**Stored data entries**
◇ ◇ ◇ ◇

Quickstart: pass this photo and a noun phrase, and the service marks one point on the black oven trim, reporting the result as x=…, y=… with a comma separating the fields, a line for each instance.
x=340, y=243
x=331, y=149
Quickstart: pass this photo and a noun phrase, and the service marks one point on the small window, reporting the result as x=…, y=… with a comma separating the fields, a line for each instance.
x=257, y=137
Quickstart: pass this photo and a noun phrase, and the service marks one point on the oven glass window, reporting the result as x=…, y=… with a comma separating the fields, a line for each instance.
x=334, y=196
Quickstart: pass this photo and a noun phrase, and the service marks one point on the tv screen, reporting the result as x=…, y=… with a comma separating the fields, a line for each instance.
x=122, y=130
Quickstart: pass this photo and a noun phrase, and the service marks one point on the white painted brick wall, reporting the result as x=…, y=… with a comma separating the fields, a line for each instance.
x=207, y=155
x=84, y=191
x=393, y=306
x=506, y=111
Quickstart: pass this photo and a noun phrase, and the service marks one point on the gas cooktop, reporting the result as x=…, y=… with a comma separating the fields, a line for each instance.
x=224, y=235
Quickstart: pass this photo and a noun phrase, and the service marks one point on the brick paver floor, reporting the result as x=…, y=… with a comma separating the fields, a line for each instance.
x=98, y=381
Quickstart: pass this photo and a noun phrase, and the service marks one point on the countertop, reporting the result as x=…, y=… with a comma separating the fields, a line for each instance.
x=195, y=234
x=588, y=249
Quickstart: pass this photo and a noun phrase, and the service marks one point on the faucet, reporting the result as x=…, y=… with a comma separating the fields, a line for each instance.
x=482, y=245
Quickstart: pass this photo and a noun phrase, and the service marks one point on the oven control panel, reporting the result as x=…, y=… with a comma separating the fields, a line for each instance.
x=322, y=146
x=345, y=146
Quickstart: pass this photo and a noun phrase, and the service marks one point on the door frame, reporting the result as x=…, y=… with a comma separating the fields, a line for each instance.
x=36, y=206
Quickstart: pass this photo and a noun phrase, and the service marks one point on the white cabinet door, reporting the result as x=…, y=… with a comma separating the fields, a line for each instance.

◇ ◇ ◇ ◇

**EXERCISE DIRECTIONS**
All of the records above are to be copied exactly.

**YOUR SOLUTION**
Quickstart: pass this photo and a noun phrase, and the service marks one point on the black oven trim, reporting the result as x=…, y=… with a comma separating the fields, a line for each instance.
x=340, y=243
x=331, y=149
Quickstart: pass this photo and a noun phrase, and the service marks one point on the small window, reporting the result as x=…, y=… with a comma separating the fields, a line for each instance.
x=257, y=137
Quickstart: pass this photo and a noun phrase, and the service marks one point on the oven glass window, reporting the result as x=…, y=… with a comma separating the fields, a line for each instance.
x=334, y=196
Quickstart: pass this photo and a noun phrase, and the service marks one point on the tv screen, reporting the result as x=…, y=… with a comma separating the fields, a line for each instance.
x=122, y=130
Quickstart: pass this photo and a noun phrase, and the service marks one point on the white painted brick wall, reporting the result as x=…, y=… with a comma separating the fields, a line for each instance.
x=207, y=155
x=84, y=191
x=393, y=306
x=506, y=111
Quickstart: pass this photo and a noun phrase, and the service marks one point on the gas cooktop, reporting the result as x=…, y=… with a comma separating the fields, a line for each instance.
x=224, y=235
Quickstart: pass this photo and a noun phrase, and the service marks one point on the brick paver floor, reporting the result as x=…, y=… with a comma separating the fields, a line for each instance.
x=98, y=381
Quickstart: pass this photo and a noun phrase, and the service marks one point on the countertop, reporting the result as x=…, y=… with a comma separating the fields, a line for each instance.
x=195, y=234
x=588, y=249
Quickstart: pass this photo and a noun phrase, and the service marks one point on the faucet, reporting the result as x=…, y=… with a comma separating the fields, a line for each instance.
x=482, y=245
Quickstart: pass this photo and a noun phrase, and the service marks one point on the oven control panel, reporting the result as x=…, y=… with a comma separating the fields, a line for each instance.
x=322, y=146
x=345, y=146
Quickstart: pass this photo and a noun phrase, and the service marks one point on the door frame, reporting the result as x=…, y=… with a comma separating the fields, a line for each instance.
x=36, y=206
Quickstart: pass this photo and a noun phrase, and the service marks one point on the white cabinet door, reporting the result as x=…, y=… with a comma separating the fields, a line for each instance.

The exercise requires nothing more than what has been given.